We have also considered whether § 8128(b) can be construed to embody a congressional determination that the possible risks of precluding all further judicial review are outweighed by the desire to free disability claimants from the costs of additional litigation against the Government. We find nothing in the language of the statute or its legislative history to support a conclusion that Congress made such a determination. Moreover, since our holding does not entail a re-litigation of issues already presented to and resolved by the OWCP, (see supra pp. 6-7), any concern about overburdening a disability claimant is mitigated.

**ASSIGNMENT 1**
According to the passage on § 8128(b), why is any concern about overburdening a disability claimant mitigated?
**ASSIGNMENT 2**
Please carry on the passage on § 8128(b), writing what comes after its last sentence.
The records have no connection to the passage on § 8128(b).

**DATA EXCERPTS**
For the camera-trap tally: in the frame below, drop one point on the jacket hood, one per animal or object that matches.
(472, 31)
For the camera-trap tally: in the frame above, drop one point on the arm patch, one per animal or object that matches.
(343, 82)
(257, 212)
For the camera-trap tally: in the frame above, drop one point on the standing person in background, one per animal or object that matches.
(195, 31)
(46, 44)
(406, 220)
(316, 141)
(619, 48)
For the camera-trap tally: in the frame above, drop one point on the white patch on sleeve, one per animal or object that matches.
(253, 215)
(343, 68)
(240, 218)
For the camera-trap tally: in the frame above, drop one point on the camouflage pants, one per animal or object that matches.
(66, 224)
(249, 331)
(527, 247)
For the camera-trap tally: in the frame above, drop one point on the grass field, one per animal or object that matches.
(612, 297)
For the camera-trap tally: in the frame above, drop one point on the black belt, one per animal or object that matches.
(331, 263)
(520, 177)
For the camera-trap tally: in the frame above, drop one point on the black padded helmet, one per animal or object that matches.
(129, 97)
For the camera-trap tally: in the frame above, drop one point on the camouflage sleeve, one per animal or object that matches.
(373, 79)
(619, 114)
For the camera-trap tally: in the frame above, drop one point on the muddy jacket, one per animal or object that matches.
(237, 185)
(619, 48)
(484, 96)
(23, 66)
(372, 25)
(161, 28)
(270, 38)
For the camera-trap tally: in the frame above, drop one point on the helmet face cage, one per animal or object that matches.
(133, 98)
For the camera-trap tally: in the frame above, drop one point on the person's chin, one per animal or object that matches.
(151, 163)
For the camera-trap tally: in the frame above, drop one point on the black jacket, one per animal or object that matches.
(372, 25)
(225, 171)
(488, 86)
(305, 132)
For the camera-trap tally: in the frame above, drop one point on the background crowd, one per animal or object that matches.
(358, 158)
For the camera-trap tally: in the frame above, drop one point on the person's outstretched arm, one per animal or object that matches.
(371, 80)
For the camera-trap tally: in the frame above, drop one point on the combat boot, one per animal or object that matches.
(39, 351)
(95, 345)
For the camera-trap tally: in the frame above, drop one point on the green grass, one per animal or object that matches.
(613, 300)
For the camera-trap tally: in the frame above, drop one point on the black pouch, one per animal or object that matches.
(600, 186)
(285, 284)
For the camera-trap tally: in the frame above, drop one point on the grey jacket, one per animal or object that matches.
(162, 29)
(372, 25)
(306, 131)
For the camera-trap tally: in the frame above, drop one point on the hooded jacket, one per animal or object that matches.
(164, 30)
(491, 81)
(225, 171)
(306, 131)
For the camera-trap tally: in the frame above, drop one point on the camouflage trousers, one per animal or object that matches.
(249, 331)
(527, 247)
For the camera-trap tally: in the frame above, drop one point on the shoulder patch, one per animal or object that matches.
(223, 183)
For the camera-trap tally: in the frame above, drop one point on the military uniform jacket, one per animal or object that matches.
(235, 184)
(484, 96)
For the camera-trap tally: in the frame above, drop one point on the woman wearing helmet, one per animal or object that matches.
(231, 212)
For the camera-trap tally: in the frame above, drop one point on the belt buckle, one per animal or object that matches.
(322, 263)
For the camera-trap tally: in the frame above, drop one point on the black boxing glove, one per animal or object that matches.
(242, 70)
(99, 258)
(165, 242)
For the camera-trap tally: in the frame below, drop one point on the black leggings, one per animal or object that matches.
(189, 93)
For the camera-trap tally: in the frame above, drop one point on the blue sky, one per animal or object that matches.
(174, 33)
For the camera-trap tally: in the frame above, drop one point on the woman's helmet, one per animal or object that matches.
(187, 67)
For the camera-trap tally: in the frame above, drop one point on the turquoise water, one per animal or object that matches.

**TASK RESULT 1**
The holding does not entail a re-litigation of issues already presented to and resolved by the OWCP.

**TASK RESULT 2**
For the aforementioned reasons, we find that § 8128(b) does not bar the Court from reviewing the Government's claims under the False Claims Act. The Court reserves judgment on the effect of § 8128(b) on the federal common law claims, since, as the Government itself points out, the issue will become moot if the Government receives the full measure of recovery under the False Claims Act. See United States v. Davis, 809 F.2d 1509, 1511 n.3 (11th Cir. 1987); see also Gov't Mem II at 5. The Court is hesitant to make unnecessary rulings which have precedential effect based on an unusual set of facts. Should the Government's motion for summary judgment on the False Claims Act be denied, the Court will decide the remaining jurisdictional issues at that time.
II. Defendant's Cross-Motion Pursuant to Fed. R. Civ. P. 12(b)(6)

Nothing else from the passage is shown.